> Selected extract
☆ ☆ ☆ ☆ ☆ ☆ ☆
While reflecting on this, I came across this bible passage while watching a talk on youtube by Emma Mae Jenkins, and I wasn’t very familiar with it: Daniel 3. In this chapter of Daniel, the Babylonian king, King Nebuchadnezzar, (who I’ll refer to as King Neb from now on) has just come to Jerusalem. He takes a few things, including some Israelite men, back with him to Babylon. Among these men were three named Hananiah, Mishael, and Azariah. King Neb gives these 3 Israelites new names.  Hananiah was now Shadrach, Mishael would now be called Meshach, and Azariah’s new name was Abednego.

In Babylon, King Neb builds this GINORMOUS golden statue. He commands all his people that when they hear the sound of a musical ensemble they must “fall down and worship the golden statue.” King Neb also tells them that whoever refuses will be “thrown into a furnace of blazing fire.” When the music begins and all of King Neb’s people fall to the ground in worship.  However, Shadrach, Meshach, and Abednego remain standing. Some nobles of the king then turned in these three Israelites, and King Neb asks them “It is true?” THIS IS SO IMPORTANT.

Here we have three Israelites who have refused to partake in idolatry. Now, they are questioned, “Is it true?” This is an even greater test than resisting idolatry. It is one thing to take a stand for God, but it is far greater to stick to your stand for Him when questioned. These three men stood their ground and did not give into idolatry.  Even when given the option, they did not take the easy way out by denying their refusal to worship an idol.
☆ ☆ ☆ ☆ ☆ ☆ ☆
> Given task
Copy the Daniel 3 reflection between "Here we have" and "worship an idol.", inclusive, renaming "idolatry" as "idol worship" throughout.
☆ ☆ ☆ ☆ ☆ ☆ ☆
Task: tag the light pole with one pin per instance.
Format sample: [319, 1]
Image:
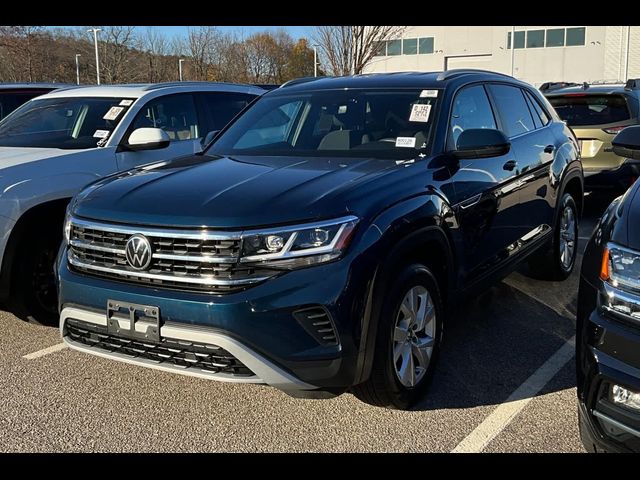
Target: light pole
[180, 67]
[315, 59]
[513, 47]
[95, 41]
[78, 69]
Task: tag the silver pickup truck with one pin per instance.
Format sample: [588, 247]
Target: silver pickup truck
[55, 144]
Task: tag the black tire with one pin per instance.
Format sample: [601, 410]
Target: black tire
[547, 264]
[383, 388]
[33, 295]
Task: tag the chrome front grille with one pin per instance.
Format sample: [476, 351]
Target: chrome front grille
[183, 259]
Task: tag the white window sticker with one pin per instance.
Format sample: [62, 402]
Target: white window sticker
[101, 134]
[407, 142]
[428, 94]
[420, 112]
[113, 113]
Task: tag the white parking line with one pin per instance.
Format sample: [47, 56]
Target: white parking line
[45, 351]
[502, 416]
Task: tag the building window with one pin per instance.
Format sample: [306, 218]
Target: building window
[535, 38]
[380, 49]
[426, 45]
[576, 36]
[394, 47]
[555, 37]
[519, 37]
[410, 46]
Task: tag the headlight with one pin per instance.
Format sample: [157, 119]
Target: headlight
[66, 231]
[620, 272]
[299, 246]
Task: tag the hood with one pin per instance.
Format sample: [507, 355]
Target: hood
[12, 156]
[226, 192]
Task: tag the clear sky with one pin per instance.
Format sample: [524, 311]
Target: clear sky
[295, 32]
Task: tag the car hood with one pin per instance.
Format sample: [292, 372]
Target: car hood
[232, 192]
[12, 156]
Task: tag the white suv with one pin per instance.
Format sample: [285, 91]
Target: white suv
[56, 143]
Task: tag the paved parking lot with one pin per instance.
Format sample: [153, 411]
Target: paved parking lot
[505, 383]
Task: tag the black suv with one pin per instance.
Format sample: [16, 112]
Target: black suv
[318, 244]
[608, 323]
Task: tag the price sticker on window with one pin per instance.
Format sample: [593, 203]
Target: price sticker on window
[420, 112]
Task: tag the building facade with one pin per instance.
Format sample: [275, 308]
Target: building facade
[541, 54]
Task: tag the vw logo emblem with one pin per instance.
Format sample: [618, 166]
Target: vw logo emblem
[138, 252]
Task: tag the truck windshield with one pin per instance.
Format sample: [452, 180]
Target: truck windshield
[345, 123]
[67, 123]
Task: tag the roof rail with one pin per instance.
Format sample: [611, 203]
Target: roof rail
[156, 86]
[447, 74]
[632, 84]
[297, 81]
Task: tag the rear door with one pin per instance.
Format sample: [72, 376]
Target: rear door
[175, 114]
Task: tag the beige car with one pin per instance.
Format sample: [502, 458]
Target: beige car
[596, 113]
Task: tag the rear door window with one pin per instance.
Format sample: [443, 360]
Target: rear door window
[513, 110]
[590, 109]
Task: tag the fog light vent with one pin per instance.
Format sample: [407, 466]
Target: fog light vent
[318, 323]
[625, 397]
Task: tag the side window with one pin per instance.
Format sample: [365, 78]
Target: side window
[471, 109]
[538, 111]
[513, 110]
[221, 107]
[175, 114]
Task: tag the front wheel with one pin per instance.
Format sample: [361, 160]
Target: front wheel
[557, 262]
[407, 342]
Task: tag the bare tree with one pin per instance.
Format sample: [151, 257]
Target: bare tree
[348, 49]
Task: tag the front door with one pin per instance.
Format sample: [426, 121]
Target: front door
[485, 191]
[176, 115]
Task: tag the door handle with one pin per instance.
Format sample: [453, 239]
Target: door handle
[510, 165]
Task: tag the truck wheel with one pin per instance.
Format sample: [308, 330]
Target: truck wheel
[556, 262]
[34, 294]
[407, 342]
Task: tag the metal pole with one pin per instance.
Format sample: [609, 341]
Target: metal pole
☆ ☆ ☆ ☆ ☆ ☆ ☆
> Solved exercise
Here we have three Israelites who have refused to partake in idol worship. Now, they are questioned, “Is it true?” This is an even greater test than resisting idol worship. It is one thing to take a stand for God, but it is far greater to stick to your stand for Him when questioned. These three men stood their ground and did not give into idol worship.  Even when given the option, they did not take the easy way out by denying their refusal to worship an idol.